Items listed in a dataset
══════
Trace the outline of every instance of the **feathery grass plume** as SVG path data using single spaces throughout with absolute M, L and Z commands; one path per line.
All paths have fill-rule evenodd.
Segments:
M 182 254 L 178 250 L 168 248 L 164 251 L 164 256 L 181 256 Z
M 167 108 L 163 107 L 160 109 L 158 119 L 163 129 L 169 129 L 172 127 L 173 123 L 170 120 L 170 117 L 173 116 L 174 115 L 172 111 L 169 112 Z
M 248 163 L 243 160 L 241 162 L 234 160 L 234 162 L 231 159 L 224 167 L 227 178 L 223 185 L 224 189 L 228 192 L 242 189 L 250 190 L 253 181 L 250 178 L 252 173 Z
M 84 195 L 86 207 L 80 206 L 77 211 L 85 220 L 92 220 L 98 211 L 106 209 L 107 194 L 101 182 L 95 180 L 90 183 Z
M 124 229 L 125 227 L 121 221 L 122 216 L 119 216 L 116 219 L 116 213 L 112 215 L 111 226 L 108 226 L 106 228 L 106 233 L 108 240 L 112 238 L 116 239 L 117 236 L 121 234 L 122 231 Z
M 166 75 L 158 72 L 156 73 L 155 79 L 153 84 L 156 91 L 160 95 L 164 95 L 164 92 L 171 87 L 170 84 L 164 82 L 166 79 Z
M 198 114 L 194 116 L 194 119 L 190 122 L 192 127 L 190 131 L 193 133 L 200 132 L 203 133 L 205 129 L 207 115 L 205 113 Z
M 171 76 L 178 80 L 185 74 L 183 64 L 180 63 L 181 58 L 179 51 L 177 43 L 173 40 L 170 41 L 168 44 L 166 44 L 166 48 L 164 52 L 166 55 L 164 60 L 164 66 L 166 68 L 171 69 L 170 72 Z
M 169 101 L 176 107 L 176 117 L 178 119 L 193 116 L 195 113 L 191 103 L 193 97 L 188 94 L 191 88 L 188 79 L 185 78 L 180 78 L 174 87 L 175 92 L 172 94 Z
══════
** To be done **
Copy the data above exactly. Every line must be included.

** Worked solution **
Trace the outline of every instance of the **feathery grass plume** as SVG path data using single spaces throughout with absolute M, L and Z commands; one path per line.
All paths have fill-rule evenodd.
Segments:
M 182 254 L 178 250 L 168 248 L 164 251 L 164 256 L 181 256 Z
M 167 108 L 163 107 L 160 109 L 158 119 L 163 129 L 169 129 L 172 127 L 173 123 L 170 120 L 170 117 L 173 116 L 174 115 L 172 111 L 169 112 Z
M 248 163 L 243 160 L 241 162 L 234 160 L 234 162 L 231 159 L 224 167 L 227 178 L 223 185 L 224 189 L 228 192 L 242 189 L 250 190 L 253 181 L 250 178 L 252 173 Z
M 84 195 L 86 207 L 80 206 L 77 211 L 85 220 L 92 220 L 98 211 L 106 209 L 107 194 L 101 182 L 95 180 L 90 183 Z
M 124 229 L 125 227 L 121 221 L 122 216 L 119 216 L 116 219 L 116 213 L 112 215 L 111 226 L 108 226 L 106 228 L 106 233 L 108 240 L 112 238 L 116 239 L 117 236 L 121 234 L 122 231 Z
M 166 75 L 158 72 L 156 73 L 155 79 L 153 84 L 156 91 L 160 95 L 164 95 L 164 92 L 171 87 L 170 84 L 164 82 L 166 79 Z
M 198 114 L 194 116 L 194 119 L 190 122 L 192 127 L 190 131 L 193 133 L 200 132 L 203 133 L 205 129 L 207 115 L 205 113 Z
M 171 76 L 178 80 L 185 74 L 183 64 L 180 63 L 181 58 L 179 51 L 177 43 L 173 40 L 170 41 L 168 44 L 166 44 L 166 48 L 164 52 L 166 55 L 164 60 L 164 66 L 166 68 L 171 69 L 170 72 Z
M 169 101 L 176 107 L 176 117 L 178 119 L 193 116 L 195 113 L 191 103 L 193 97 L 188 94 L 191 88 L 188 79 L 185 78 L 180 78 L 174 87 L 175 92 L 172 94 Z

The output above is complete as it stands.